Without including pictures, set down every record exactly as it stands.

(Dataset entries)
● ● ● ● ● ● ●

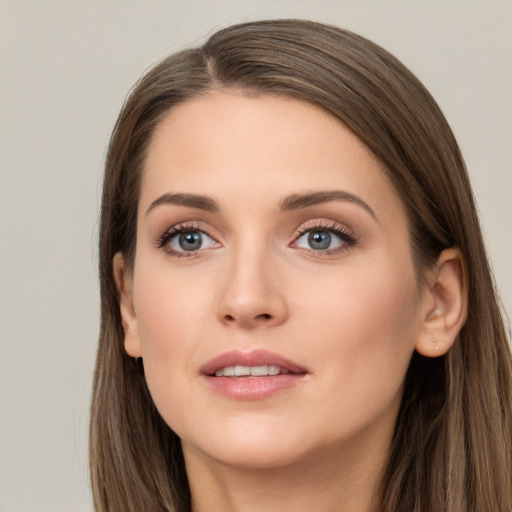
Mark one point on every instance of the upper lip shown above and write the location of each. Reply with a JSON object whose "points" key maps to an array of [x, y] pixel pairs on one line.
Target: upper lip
{"points": [[258, 357]]}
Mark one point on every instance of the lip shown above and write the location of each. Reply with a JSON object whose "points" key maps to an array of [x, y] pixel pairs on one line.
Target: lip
{"points": [[252, 388]]}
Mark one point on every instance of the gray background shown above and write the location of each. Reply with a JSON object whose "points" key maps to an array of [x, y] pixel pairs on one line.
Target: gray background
{"points": [[65, 70]]}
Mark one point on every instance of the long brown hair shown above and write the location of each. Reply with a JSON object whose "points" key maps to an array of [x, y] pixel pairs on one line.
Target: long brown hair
{"points": [[452, 444]]}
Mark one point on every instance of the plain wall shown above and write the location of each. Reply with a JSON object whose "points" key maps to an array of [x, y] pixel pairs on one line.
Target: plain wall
{"points": [[65, 70]]}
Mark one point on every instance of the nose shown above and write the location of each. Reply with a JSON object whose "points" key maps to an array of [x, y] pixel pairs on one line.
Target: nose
{"points": [[252, 295]]}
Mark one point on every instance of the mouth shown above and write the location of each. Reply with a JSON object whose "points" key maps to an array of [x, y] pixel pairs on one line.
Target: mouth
{"points": [[252, 375], [251, 371]]}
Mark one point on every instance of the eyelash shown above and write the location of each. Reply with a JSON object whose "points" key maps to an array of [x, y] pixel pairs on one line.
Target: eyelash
{"points": [[340, 231], [162, 242], [164, 238]]}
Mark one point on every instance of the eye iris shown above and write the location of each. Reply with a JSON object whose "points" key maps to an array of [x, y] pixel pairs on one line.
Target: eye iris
{"points": [[319, 240], [190, 241]]}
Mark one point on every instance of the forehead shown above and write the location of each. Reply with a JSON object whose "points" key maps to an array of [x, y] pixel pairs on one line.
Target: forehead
{"points": [[241, 148]]}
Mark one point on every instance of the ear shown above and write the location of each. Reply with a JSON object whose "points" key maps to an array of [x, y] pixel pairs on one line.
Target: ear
{"points": [[445, 305], [124, 281]]}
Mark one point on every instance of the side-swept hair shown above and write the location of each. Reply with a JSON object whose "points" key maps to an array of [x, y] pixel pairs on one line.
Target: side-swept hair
{"points": [[451, 450]]}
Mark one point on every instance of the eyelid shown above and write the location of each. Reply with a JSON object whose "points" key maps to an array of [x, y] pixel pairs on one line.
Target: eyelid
{"points": [[164, 238], [338, 229]]}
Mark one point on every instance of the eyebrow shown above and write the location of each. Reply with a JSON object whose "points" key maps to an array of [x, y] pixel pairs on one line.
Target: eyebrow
{"points": [[288, 203], [298, 201], [189, 200]]}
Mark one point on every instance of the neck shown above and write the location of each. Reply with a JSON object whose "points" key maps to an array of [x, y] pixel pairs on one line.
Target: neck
{"points": [[346, 482]]}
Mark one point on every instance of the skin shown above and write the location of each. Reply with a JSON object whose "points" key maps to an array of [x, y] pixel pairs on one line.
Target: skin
{"points": [[351, 315]]}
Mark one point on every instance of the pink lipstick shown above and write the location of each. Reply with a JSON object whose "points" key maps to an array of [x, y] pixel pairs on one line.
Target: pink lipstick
{"points": [[251, 375]]}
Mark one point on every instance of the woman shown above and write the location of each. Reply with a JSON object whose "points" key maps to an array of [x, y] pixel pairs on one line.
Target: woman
{"points": [[297, 309]]}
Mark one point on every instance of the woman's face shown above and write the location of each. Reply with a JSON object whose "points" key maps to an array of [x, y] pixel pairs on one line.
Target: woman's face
{"points": [[270, 243]]}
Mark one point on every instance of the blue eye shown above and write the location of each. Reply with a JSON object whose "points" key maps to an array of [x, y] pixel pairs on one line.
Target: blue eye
{"points": [[189, 241], [323, 239]]}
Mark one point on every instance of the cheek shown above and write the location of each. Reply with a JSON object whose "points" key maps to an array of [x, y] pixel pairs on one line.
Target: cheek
{"points": [[171, 314], [366, 325]]}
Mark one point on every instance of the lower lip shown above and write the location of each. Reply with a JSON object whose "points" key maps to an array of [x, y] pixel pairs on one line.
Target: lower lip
{"points": [[253, 388]]}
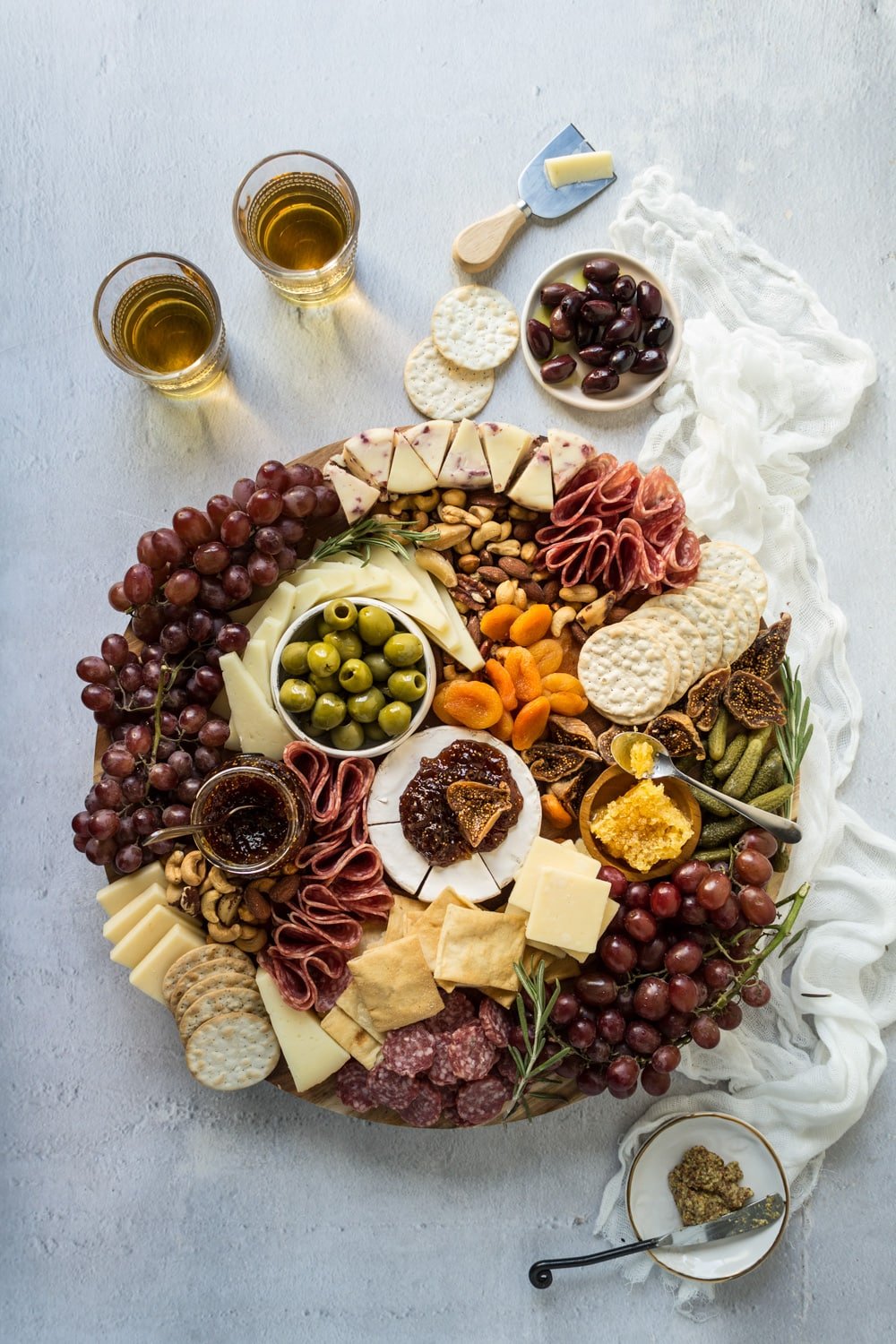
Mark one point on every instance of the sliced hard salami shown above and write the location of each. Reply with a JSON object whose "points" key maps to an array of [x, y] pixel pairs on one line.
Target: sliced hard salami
{"points": [[352, 1088], [409, 1051], [470, 1053], [482, 1099], [426, 1107], [495, 1021], [441, 1072], [392, 1089]]}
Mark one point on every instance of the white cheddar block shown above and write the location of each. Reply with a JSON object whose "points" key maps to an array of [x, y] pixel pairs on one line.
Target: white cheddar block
{"points": [[505, 446], [118, 925], [591, 166], [533, 487], [257, 725], [145, 935], [309, 1053], [409, 473], [123, 890], [150, 973], [568, 454], [465, 465], [370, 454], [430, 443]]}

● ● ● ● ● ● ●

## Solution for this exercise
Mark one point on every instance of the upper lip shown above and write the location of each. Reply with a JSON object whose "points" key maps to an array of [x, y] pixel pairs on one line.
Target: upper lip
{"points": [[258, 357]]}
Mark one point on every instance of the lip shown above and write the location of each. Reply with a JSON object whose "points" key maps to an array of [x, y] pixel pairs on one line.
Target: lip
{"points": [[252, 388]]}
Mark one point on every instance of the gray background shown above and write the location of each. Reply with a JSON object whose "points" key maps to an array of [x, y] pixel pairs on one line.
Target: gray background
{"points": [[65, 70]]}
Mark one point on every instance of the long brown hair shown above and write the location of each. Reply with a JSON object whose "points" key maps to an array of [x, y] pixel pairs on one line.
Target: long brown hair
{"points": [[452, 444]]}
Mark one point on every instance of the plain wall shown above and write the location of each. Reply with a JSON object whose "points" key maps to an array of [x, y] pixel pairs on one line.
Target: plain wall
{"points": [[65, 70]]}
Mark one point on every instance of the nose shown above and write the location of each. Reply with a JSON object whose "points" key maps to an array of [x, y] pixel pairs on one line.
Target: nose
{"points": [[252, 295]]}
Mark one point on every instance of the mouth shown above and write the location of each. Reply with a JSON object whose "points" key maps to an array of [x, y] pixel pairs on one line.
Target: mouth
{"points": [[252, 375], [251, 371]]}
Mark one point on every instance of the eyelash shown above and write the location of each. Reply with a JSON object whose "points" key maps to an array of [x, y] pixel pairs on one line.
Target: eyelash
{"points": [[340, 231], [162, 242], [164, 238]]}
Mark one point on every instance of the eye iris shown above and write the location of each. Reply with a JSON object whose "points" key maps to an array of [x, y] pixel pairs on one line.
Target: eye iris
{"points": [[319, 240], [190, 241]]}
Mark one point on every instance of the forehead shown above and write the location of each. Reply with a JSON object whose "points" key maps to an array of [x, y] pixel pairs on one line.
Target: forehead
{"points": [[241, 148]]}
Mark one point on every instance of the ear shown above and write the location of each. Reply with a JSON object whose "points" key maps to an array of [x, y] pixel pairs on one line.
Target: ear
{"points": [[445, 305], [124, 281]]}
Mark one point on every instance of the side-swept hair shown above and write the location of each. Reply with a JSON object whose "points" key maps to an array of [x, y] pixel pairs on one line.
Target: side-swept hair
{"points": [[451, 450]]}
Mark one point on every instance of the eyelid shown above and write the location of each. Reply with a JSON object whose "points" key maps to an array of [x, y] pixel pairs on one line.
Target: eyelid
{"points": [[164, 238], [338, 229]]}
Mark one point on every instance of the eyebrow shown above and write the location of each. Reply with a JSON object whose "points" key maps to an array of [x, y] pixel pairs on one line.
Target: eyebrow
{"points": [[288, 203], [298, 201], [189, 200]]}
Mark one point on every instance of the neck shown above and write the location of each. Reply with a JSON object whose "points" key maps to an array of [x, y] pixel pairs on one line.
Target: neck
{"points": [[346, 482]]}
Mark one point on every instance of the skin shown above and write the location of each. Reply with a JSON object whose "points" key maps to an array of [x, y] pixel pairs on one line.
Target: skin
{"points": [[351, 315]]}
Mark one point on every instance of the pink lipstick shown above and write the location of each. Reply with a JSON object whose "points" key maps to an array of [x, y] pixel pairs on one line.
Target: pink lipstick
{"points": [[251, 375]]}
Mark one point on every instance of the woman shown above and write the location of each. Reply with a JSON object whose "points" key maps to an array of [x, y] pixel pairs on one line.
Target: woman
{"points": [[297, 309]]}
Mark one point on every instance of the woman's face shown above and write the location of each. Reply with a JSON object whose "points" key maps to an array of [x, y] pixel pairs on one line.
Target: woman's face
{"points": [[270, 243]]}
Mark one point on every instance of the blue eye shown above and write the location of each. Reply with a JSON object whose "points" key maps to an array of [x, y] pixel pairs on one line.
Target: blue eye
{"points": [[189, 241], [323, 239]]}
Mark one point on every instance of the cheek shown above and write the location of each. Reply with a JSON object whose "points" key maps to an array of [x, y] pixel pairs on one line.
Target: cheek
{"points": [[171, 314], [366, 325]]}
Mark one point on every instance of the lower lip shown above and write the location of each. Reply with a JSON object whose "points" key maps to an array of [x, y] pixel pairs on one line.
Target: lower lip
{"points": [[253, 388]]}
Mark one point on every instance of the sliced hard salami shown above and write the location of each. Reply with a JSON object whose "points" key maps to an array of [x, y] pixel pairs on one line.
Target: sliced hard salami
{"points": [[352, 1088], [409, 1051], [470, 1053], [482, 1099], [426, 1107], [495, 1021], [441, 1072], [392, 1089]]}
Mark one point on every instance of the white cheddar block shown above and write the location of each. Reply with a JSON object whose "points" key maps to an array of [x, y] pixel pairs on one line.
Target: white cheddar block
{"points": [[505, 446], [118, 925], [591, 166], [533, 487], [257, 725], [145, 935], [309, 1053], [409, 473], [123, 890], [150, 973], [568, 454], [465, 465], [370, 454], [430, 443]]}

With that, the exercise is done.